[Opening Selected excerpt section]

Her pain breaks my heart | Shalome Harwood

Shalome
Shalome with her dad, Colin

Emma (known as EJ) and Colin Harwood have been sharing their journal about daughter Shalome, who was born with a severe brain abnormality, with our readers. Shalome – whose name means ‘Peace’ – gives the Yorkshire couple immense challenges but their love is unconditional. Here, Colin gives a father’s account of an episode in Shalome’s life…

Since we’ve been trying to wean Shalome, she’s not taken kindly to being spoon-fed.

There are two schools of thought (mine or EJ’s).

  1. She’s unable to coordinate swallowing from a spoon. Or…
  2. She’s in so much pain with her gastro-complications that she’s refusing to allow us to feed her the ‘normal-standard-child’ way.

As with this whole journey, each day is one of discovery.

From day one we’ve explored Shalome’s capabilities with feeding her milk – something the neurologist at Birmingham Children’s Hospital told us was unlikely to happen – although she struggles, she does consume, with a little help from medication.

Part of me thinks if we’d have chosen intensive care, would the doctors have inserted NG (nasalgastric) tubes as a standard procedure for holoprosencephaly diagnosed babies? Possibly! So would we have ever known if she could have taken a bottle? Possibly not.

[Closing Selected excerpt section]
[Opening Data provided section]

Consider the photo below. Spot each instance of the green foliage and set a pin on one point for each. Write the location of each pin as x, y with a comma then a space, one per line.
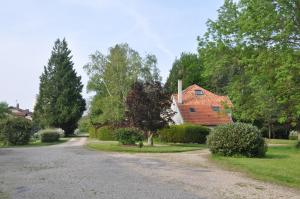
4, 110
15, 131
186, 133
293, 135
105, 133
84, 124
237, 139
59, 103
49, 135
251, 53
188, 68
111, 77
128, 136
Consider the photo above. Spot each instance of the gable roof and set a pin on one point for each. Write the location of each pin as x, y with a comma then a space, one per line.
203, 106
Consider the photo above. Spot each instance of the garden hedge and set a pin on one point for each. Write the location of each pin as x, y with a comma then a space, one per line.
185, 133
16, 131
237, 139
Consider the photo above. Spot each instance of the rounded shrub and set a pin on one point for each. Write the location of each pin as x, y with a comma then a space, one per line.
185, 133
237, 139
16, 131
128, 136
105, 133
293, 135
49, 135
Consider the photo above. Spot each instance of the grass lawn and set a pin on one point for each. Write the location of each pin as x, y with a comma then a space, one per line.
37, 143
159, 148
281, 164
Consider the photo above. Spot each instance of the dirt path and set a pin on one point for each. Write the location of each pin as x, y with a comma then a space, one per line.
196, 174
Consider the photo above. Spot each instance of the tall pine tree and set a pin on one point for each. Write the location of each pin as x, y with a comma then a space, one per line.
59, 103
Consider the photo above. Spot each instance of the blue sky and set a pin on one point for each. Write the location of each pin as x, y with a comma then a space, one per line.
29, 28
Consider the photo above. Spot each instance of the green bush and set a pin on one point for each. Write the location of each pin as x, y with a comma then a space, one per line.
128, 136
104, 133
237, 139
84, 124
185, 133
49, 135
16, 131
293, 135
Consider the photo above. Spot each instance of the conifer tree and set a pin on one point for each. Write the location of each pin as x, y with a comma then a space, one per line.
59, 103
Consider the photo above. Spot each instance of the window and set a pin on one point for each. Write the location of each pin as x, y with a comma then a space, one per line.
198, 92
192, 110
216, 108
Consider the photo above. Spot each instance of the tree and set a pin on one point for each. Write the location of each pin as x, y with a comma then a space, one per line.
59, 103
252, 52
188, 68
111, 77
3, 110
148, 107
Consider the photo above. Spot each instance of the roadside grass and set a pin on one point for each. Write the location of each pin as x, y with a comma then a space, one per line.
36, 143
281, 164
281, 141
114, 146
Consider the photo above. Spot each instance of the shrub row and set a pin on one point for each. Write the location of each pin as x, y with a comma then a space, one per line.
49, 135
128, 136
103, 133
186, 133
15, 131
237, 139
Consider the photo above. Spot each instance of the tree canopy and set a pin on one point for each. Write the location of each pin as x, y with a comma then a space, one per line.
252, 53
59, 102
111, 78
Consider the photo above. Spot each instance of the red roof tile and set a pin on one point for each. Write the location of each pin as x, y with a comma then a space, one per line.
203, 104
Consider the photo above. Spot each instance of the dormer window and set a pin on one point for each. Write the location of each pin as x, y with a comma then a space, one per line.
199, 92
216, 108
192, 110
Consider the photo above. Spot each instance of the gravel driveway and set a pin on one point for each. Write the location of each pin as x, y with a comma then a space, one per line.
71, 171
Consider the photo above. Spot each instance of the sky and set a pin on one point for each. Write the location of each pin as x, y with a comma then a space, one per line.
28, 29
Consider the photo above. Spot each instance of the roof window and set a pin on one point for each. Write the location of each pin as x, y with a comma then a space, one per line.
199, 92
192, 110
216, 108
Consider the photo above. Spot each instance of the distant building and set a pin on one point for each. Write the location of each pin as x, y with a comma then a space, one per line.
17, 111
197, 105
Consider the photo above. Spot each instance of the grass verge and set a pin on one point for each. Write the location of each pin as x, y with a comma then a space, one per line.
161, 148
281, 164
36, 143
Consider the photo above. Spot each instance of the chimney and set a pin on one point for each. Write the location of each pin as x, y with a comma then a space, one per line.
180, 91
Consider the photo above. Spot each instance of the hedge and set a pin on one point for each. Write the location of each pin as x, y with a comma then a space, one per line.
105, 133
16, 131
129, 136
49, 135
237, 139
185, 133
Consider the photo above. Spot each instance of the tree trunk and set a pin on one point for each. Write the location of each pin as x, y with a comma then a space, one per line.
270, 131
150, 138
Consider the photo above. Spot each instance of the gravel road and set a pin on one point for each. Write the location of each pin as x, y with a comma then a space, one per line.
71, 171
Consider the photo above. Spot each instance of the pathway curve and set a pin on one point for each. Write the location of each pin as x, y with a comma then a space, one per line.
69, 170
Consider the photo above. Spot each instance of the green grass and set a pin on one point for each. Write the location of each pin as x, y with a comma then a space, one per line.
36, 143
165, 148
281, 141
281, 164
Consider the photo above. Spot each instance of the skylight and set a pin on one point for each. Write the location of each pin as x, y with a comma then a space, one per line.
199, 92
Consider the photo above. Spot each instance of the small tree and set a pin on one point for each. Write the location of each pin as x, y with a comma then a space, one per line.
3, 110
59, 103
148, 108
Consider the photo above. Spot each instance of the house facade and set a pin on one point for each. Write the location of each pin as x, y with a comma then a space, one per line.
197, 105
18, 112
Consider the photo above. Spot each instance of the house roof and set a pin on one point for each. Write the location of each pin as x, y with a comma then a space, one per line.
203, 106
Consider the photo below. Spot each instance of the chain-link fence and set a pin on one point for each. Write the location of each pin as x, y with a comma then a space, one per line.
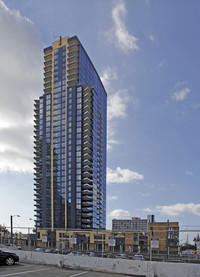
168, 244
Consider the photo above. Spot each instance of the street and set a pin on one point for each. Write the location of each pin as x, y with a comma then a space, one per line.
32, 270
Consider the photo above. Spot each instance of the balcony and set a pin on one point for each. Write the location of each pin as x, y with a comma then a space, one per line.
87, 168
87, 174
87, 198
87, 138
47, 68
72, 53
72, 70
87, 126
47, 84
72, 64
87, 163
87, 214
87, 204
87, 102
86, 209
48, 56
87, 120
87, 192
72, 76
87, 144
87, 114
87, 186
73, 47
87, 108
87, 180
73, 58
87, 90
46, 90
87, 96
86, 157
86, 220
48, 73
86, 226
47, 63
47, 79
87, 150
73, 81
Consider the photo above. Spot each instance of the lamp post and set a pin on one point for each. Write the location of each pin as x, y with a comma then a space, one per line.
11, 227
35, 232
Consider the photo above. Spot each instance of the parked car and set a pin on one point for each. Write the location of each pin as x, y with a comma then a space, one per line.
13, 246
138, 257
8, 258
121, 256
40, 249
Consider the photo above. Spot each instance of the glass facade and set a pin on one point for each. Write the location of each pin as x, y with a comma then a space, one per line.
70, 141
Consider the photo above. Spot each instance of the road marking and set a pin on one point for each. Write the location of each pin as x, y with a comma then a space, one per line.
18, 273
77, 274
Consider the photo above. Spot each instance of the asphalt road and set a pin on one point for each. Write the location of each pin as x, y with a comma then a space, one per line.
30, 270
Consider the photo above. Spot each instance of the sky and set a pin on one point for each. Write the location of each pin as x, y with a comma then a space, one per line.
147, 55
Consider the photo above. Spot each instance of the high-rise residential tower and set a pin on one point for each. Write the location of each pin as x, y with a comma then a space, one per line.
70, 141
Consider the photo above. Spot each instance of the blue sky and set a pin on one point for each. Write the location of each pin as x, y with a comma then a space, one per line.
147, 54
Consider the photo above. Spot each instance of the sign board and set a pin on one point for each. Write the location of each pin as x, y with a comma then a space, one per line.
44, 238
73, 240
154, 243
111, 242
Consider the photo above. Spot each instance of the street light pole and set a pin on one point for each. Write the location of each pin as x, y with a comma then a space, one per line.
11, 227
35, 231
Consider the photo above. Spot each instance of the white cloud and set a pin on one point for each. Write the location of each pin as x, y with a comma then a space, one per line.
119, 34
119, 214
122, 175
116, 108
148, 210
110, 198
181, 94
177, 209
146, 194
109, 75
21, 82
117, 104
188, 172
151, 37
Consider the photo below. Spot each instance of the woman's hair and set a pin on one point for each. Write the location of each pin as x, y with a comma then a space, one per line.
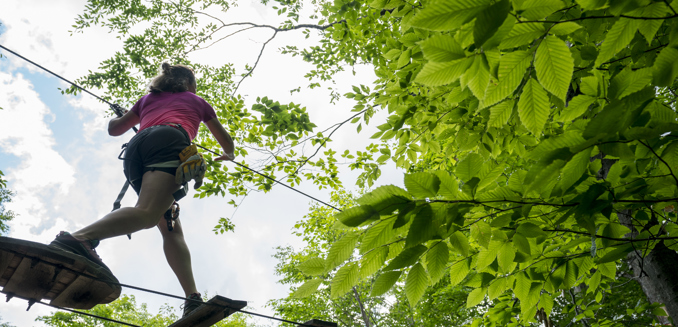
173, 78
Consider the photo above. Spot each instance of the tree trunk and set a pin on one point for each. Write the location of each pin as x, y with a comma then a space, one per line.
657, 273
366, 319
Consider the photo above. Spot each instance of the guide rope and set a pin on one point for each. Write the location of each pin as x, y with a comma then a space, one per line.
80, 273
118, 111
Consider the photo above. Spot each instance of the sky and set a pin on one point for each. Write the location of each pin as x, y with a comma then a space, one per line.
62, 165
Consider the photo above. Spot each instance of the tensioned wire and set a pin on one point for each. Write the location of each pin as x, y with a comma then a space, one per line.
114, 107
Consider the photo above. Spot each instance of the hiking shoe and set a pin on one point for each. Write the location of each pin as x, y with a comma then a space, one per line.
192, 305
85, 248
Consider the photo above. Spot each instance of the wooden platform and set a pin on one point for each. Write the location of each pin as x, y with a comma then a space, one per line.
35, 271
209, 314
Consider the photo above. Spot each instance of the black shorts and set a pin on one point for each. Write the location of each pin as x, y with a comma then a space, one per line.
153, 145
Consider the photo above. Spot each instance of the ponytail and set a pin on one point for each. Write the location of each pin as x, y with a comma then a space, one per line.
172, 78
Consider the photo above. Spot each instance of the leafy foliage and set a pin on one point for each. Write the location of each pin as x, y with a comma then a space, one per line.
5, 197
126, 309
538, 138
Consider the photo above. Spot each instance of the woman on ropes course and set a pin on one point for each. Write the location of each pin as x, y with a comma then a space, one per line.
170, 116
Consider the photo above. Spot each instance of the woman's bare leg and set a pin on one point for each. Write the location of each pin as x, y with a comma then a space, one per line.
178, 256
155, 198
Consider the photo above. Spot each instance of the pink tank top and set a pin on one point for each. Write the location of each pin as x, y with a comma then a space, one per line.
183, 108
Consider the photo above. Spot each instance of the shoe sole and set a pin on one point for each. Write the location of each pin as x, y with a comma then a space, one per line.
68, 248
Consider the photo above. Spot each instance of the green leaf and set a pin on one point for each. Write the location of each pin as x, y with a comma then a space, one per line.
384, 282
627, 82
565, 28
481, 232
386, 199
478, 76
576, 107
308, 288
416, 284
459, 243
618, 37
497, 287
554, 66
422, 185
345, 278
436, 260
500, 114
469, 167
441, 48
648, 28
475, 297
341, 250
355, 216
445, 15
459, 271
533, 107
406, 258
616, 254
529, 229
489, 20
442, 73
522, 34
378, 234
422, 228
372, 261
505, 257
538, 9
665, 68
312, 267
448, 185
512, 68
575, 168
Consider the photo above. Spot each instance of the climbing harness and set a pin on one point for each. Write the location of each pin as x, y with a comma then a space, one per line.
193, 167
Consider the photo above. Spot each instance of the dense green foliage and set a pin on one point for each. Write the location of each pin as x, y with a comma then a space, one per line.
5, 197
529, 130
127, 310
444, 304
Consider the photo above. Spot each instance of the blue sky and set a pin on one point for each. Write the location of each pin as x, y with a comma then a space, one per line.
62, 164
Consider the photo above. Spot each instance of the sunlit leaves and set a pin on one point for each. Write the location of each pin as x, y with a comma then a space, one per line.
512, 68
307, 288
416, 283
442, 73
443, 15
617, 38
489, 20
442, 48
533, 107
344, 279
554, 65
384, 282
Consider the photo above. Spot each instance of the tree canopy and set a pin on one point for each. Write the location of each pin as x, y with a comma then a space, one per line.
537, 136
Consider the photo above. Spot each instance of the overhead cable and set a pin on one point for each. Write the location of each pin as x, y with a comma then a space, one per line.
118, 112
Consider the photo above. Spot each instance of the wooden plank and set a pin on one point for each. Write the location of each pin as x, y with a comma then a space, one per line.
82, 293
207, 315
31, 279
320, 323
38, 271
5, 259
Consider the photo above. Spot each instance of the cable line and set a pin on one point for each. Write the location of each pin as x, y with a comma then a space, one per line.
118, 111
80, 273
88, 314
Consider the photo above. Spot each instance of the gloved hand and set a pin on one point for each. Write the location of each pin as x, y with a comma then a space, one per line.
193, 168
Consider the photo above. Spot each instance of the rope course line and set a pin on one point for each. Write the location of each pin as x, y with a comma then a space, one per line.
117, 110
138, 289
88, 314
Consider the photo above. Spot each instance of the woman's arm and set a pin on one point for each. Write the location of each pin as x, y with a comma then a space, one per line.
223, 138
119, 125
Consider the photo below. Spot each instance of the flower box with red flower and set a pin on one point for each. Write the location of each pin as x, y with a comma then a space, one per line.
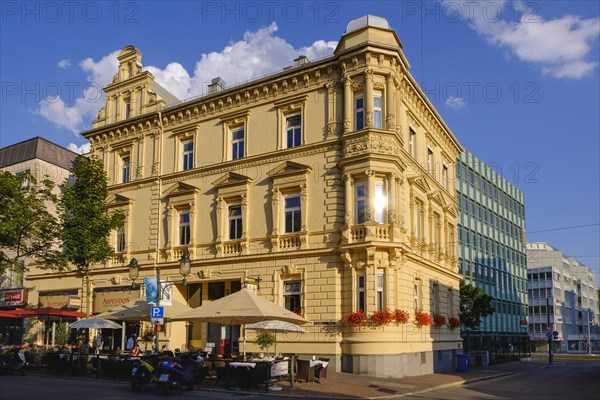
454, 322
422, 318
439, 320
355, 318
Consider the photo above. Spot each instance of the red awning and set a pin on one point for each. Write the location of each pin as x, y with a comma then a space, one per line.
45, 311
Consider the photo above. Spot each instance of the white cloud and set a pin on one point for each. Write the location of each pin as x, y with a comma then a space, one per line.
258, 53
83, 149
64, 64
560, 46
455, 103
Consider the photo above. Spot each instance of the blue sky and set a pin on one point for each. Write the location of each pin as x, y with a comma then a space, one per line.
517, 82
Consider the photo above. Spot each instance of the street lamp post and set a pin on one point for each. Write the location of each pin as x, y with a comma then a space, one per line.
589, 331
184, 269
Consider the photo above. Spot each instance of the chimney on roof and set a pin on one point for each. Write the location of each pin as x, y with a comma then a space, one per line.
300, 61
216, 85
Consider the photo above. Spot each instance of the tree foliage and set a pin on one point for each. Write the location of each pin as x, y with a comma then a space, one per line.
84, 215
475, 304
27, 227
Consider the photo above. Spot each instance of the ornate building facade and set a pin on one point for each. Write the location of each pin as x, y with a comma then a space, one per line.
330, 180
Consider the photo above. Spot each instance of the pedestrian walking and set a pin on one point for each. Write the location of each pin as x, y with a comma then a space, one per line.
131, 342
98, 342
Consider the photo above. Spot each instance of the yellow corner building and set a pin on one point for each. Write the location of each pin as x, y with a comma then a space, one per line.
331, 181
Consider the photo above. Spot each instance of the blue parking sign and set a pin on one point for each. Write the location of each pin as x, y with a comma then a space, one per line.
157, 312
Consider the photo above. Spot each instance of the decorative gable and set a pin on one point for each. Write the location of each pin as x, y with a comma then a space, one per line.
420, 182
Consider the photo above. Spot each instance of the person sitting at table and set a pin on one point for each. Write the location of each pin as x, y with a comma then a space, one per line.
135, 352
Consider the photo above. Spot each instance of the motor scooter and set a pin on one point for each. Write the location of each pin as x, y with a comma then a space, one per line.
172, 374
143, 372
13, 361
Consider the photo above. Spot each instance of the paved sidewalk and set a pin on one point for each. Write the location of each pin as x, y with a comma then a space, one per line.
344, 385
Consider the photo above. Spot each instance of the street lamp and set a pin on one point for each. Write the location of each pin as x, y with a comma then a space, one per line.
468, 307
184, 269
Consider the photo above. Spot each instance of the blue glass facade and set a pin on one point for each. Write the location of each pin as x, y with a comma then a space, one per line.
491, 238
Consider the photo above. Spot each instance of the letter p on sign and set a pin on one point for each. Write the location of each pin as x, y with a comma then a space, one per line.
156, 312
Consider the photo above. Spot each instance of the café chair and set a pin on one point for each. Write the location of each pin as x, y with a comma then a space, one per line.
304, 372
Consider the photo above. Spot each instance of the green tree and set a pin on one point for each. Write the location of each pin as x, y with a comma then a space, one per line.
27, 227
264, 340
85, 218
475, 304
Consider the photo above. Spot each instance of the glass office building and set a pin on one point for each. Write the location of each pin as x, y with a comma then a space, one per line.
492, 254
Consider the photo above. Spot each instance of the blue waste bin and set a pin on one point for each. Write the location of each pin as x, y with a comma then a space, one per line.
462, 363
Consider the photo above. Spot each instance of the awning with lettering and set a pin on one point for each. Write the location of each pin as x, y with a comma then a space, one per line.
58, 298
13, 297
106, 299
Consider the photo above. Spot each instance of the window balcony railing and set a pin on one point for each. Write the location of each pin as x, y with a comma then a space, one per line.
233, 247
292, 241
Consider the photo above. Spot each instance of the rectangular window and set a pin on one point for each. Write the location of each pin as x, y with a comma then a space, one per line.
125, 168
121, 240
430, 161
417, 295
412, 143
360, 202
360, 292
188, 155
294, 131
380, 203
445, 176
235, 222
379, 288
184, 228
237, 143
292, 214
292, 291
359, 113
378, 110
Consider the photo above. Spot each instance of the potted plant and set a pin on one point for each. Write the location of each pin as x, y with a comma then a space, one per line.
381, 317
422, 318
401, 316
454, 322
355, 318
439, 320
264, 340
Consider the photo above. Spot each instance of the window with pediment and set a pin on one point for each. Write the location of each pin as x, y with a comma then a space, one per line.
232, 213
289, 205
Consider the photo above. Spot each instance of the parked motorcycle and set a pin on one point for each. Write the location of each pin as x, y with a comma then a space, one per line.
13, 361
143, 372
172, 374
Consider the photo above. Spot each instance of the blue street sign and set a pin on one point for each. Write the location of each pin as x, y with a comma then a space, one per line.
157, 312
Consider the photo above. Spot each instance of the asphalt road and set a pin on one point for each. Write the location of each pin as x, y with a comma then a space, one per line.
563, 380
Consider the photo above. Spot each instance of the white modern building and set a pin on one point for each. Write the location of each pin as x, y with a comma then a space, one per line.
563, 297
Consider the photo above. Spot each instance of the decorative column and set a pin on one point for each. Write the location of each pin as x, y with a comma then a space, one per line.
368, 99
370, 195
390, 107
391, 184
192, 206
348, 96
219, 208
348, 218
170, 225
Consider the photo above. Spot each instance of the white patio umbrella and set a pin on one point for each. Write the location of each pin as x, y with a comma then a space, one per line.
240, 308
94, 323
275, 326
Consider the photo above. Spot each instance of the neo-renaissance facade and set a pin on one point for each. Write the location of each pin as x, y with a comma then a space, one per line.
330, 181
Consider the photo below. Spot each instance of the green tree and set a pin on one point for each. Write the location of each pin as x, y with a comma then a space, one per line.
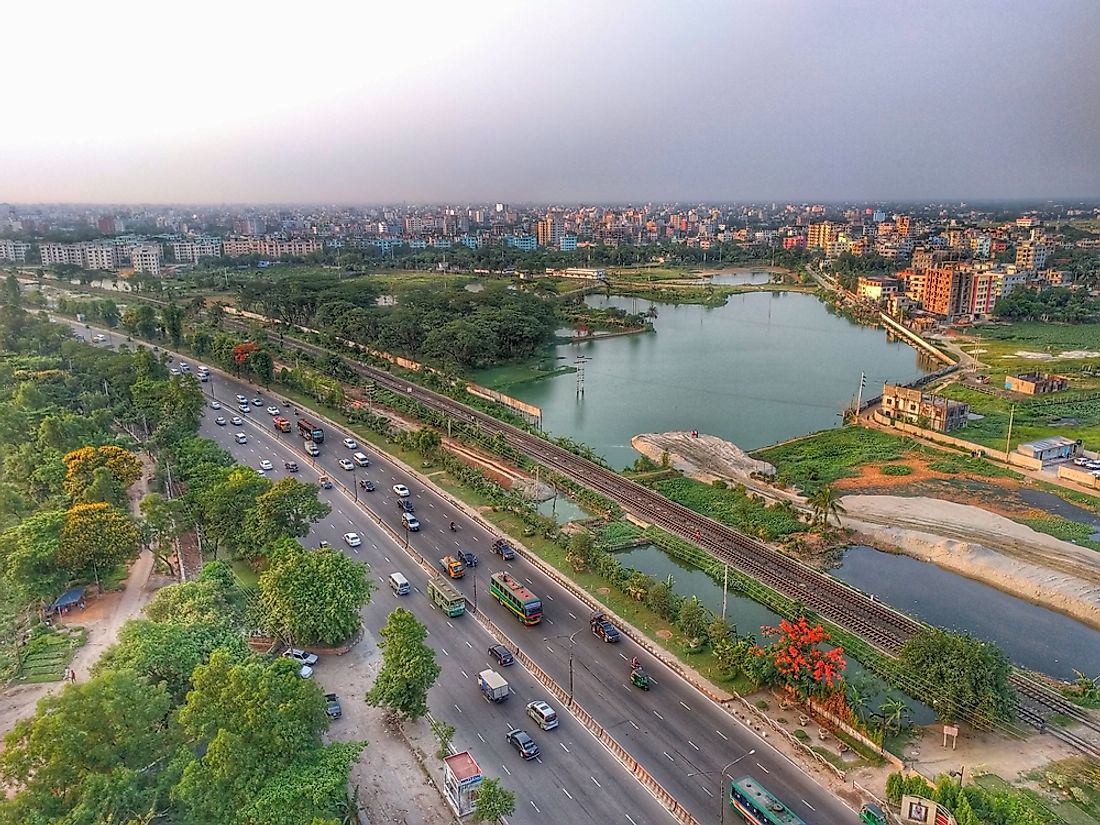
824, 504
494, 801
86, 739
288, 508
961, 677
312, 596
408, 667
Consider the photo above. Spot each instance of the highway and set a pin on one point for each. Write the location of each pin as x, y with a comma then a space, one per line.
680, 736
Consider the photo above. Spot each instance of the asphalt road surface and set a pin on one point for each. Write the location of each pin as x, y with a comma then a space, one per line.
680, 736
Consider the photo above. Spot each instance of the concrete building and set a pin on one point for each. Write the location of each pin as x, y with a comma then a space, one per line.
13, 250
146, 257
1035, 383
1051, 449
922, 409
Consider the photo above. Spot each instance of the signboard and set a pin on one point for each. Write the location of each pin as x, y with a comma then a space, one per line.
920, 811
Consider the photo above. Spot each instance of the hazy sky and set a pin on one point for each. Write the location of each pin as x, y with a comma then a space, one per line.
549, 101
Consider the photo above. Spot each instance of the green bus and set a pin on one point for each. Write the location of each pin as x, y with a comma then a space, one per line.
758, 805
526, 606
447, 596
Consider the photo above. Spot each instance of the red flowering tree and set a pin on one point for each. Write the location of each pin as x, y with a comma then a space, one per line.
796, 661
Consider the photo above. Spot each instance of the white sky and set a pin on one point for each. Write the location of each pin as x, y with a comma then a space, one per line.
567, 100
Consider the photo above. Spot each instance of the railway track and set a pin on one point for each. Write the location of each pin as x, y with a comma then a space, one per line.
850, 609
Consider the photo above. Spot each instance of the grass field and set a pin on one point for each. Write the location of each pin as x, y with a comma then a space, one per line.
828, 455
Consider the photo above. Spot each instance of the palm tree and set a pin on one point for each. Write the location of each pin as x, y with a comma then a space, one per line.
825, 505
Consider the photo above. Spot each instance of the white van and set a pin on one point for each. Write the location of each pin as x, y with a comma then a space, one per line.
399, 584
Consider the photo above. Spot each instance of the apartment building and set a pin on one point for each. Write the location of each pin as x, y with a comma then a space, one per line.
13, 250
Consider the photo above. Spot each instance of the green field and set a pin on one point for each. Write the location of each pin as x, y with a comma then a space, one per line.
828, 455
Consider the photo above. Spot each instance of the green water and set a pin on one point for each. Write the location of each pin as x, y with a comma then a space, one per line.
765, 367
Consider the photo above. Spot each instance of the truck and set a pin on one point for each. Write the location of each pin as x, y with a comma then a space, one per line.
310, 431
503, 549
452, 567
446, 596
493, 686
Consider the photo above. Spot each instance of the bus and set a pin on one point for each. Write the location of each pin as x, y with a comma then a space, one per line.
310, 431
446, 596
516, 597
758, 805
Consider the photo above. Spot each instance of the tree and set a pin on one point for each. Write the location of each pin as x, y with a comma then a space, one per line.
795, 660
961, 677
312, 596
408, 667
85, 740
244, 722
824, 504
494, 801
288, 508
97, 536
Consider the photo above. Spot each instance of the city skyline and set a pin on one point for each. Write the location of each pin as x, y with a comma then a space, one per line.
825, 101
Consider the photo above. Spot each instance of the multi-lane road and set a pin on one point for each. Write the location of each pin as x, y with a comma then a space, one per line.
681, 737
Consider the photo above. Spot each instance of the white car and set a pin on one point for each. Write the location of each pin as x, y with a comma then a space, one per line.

[Closing Data provided section]

Please carry on the father's account of feeding Shalome, starting right after its final sentence.

I might add that we’ve been told that Shalome is the only baby in the UK with her condition that doesn’t have an NG-tube for feeding. I can’t make my mind up if this is remarkable, or whether EJ and I have a tolerance and patience threshold higher than Mount Everest or we’re just crazy.Shalome

The subject of the NG-tube will almost be guaranteed to be brought up in conversation soon. We’ve not decided whether to accept or reject the proposal, so we may have to adopt the delay tactic I often use in business meetings that are going to cost the client a lot of money: “I’ll have to go away and think about it.”

Please keep us in your thoughts and prayers, the biggest prayer point being Shalome’s feeding and gastric issues.

EJ has often described Shalome’s crying as ‘blood-curdling screams.’ I can’t sugar-coat it I’m afraid; there is no other way to describe it. It breaks my heart every time this innocent bundle turns purple and loses her breath through sheer desperation of wanting to get rid of the pain.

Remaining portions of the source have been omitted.